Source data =
———

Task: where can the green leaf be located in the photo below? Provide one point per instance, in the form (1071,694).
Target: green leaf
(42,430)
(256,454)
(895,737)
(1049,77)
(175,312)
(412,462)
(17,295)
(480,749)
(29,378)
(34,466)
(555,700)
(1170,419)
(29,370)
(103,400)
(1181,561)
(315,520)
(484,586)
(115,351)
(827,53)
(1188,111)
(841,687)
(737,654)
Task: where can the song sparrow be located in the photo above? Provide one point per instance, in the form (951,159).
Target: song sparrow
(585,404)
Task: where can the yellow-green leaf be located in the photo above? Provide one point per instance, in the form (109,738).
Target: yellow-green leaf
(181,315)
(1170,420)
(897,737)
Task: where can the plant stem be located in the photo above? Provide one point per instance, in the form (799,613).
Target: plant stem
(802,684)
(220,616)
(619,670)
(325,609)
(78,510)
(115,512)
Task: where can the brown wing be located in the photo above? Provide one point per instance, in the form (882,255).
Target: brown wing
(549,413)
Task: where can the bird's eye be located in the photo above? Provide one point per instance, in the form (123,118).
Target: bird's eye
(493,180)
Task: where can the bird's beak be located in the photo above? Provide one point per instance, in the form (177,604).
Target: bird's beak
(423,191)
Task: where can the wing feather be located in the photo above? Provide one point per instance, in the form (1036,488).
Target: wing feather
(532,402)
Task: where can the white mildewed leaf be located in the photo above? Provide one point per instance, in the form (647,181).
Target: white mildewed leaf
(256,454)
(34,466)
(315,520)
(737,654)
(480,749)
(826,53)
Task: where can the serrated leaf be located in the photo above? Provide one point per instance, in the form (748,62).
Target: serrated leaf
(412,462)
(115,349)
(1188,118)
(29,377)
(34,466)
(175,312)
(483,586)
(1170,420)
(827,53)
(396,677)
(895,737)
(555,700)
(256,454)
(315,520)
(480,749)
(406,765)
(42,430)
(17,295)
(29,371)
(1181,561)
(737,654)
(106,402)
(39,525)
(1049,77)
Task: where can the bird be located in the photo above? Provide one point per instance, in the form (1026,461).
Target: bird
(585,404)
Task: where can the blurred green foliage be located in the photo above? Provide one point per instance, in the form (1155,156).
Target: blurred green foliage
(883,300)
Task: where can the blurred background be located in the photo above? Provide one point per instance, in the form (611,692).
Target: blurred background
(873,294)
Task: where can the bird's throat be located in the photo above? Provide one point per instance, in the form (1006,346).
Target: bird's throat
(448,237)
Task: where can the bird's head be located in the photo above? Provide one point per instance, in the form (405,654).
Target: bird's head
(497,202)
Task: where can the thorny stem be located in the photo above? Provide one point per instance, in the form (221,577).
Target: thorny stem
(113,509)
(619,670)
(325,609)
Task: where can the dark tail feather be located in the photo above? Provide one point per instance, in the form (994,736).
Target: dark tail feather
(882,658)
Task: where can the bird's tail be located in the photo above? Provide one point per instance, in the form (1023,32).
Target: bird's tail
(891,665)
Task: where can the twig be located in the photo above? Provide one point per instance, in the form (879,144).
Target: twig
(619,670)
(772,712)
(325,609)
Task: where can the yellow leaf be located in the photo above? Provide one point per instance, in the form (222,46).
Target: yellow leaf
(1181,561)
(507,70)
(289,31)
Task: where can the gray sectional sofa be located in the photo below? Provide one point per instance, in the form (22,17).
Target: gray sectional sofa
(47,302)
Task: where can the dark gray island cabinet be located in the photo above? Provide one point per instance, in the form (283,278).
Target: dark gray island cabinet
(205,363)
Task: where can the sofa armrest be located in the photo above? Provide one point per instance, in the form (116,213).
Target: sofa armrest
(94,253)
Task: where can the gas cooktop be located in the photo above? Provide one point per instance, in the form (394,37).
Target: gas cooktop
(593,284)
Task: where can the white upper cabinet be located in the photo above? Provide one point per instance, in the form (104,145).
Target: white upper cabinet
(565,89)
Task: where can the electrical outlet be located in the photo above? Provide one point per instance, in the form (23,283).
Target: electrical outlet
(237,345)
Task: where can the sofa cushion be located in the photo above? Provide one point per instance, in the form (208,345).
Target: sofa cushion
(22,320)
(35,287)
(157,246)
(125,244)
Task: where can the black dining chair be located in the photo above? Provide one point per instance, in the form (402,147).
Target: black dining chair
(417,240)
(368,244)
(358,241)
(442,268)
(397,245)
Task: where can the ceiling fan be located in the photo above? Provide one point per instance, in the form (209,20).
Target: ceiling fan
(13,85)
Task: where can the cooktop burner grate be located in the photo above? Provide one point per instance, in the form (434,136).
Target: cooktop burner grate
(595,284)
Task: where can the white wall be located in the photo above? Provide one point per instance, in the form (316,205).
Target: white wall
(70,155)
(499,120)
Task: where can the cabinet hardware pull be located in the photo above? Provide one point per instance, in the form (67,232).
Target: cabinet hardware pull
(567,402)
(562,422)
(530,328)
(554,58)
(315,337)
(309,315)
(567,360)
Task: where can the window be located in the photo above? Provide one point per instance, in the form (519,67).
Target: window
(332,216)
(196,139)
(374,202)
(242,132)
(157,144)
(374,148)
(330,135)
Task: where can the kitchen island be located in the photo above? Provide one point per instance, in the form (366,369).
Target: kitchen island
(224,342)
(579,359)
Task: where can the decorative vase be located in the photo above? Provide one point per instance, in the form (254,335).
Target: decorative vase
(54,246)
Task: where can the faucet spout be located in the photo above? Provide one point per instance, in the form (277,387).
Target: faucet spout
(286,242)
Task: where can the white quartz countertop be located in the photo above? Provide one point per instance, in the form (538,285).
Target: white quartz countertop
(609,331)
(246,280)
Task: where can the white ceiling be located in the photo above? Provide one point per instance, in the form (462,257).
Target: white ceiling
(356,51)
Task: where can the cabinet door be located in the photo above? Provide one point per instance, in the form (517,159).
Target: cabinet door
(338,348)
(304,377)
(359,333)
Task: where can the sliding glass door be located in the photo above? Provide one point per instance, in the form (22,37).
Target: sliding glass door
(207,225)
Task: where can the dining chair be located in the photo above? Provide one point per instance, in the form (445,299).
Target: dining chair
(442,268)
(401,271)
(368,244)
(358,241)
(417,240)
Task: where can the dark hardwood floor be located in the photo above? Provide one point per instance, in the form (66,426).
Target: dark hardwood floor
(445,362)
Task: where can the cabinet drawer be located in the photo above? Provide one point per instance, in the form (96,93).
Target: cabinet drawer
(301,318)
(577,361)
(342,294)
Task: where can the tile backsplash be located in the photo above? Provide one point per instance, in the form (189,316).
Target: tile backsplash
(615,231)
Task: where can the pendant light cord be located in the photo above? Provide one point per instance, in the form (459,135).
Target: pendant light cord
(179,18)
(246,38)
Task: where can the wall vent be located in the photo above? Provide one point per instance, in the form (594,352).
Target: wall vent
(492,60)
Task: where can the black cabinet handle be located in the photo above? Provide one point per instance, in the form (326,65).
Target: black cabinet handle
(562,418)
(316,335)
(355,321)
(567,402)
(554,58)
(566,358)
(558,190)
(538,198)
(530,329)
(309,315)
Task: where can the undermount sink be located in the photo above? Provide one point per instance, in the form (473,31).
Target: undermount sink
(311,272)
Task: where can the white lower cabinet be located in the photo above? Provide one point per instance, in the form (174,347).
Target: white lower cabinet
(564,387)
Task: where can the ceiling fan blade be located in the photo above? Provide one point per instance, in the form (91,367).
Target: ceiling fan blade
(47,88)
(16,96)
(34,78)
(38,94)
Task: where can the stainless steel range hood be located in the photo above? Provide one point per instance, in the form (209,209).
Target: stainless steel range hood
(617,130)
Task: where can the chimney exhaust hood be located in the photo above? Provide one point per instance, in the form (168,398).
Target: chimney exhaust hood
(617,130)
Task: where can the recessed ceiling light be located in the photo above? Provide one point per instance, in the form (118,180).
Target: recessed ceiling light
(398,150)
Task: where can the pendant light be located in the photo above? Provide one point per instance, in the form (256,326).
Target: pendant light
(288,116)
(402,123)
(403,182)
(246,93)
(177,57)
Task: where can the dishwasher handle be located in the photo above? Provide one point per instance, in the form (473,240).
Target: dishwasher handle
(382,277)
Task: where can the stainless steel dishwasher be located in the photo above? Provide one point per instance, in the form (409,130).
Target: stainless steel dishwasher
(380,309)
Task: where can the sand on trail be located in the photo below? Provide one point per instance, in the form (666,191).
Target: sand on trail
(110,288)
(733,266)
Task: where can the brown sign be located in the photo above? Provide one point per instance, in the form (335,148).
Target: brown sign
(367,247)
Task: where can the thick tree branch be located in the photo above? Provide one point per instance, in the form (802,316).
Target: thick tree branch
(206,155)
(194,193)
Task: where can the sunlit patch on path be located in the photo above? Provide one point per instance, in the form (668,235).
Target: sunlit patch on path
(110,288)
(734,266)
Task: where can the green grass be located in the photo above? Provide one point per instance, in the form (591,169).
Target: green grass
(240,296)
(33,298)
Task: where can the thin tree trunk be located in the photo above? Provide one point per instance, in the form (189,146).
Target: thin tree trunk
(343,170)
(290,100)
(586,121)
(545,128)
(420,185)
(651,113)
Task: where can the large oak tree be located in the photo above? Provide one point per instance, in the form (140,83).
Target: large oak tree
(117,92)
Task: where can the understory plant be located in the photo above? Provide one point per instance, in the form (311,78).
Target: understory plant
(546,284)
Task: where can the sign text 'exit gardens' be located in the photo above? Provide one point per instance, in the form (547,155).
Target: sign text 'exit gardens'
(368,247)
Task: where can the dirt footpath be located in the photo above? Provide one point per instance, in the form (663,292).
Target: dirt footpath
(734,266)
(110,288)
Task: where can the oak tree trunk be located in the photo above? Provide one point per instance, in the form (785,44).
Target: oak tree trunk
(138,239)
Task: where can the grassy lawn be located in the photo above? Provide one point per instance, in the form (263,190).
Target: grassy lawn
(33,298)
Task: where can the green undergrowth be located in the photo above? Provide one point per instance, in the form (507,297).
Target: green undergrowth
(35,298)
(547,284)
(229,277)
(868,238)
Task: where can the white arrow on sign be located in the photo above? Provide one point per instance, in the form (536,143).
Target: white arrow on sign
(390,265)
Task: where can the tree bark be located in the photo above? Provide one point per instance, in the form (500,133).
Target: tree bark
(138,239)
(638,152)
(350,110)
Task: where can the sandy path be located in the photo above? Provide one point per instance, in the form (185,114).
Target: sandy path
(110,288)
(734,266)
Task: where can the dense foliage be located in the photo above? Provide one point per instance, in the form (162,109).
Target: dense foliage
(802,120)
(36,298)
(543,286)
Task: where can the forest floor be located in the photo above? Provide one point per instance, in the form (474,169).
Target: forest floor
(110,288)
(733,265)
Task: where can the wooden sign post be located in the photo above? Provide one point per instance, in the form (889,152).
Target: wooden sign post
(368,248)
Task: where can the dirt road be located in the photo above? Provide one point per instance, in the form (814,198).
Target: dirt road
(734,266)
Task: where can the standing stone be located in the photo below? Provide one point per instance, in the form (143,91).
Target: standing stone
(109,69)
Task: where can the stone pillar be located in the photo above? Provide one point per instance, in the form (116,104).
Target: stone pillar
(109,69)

———

OBJECTIVE =
Switch "standing stone" to "upright stone" in the rows that run from the line containing "Task: where can the dirt road" through the end of the source data. Reproduce those rows with every other part unchanged.

OUTPUT FOR THIS EXERCISE =
Task: where can the dirt road be located in the photo above? Provide one point per instance, in the form (814,198).
Target: dirt road
(734,266)
Task: where can the upright stone be located in the photo below? Provide one point per instance, in the form (143,91).
Target: upright stone
(109,69)
Task: where can the stone pillar be located in the photo above? Provide one point per instance, in the form (116,104).
Target: stone pillar
(109,69)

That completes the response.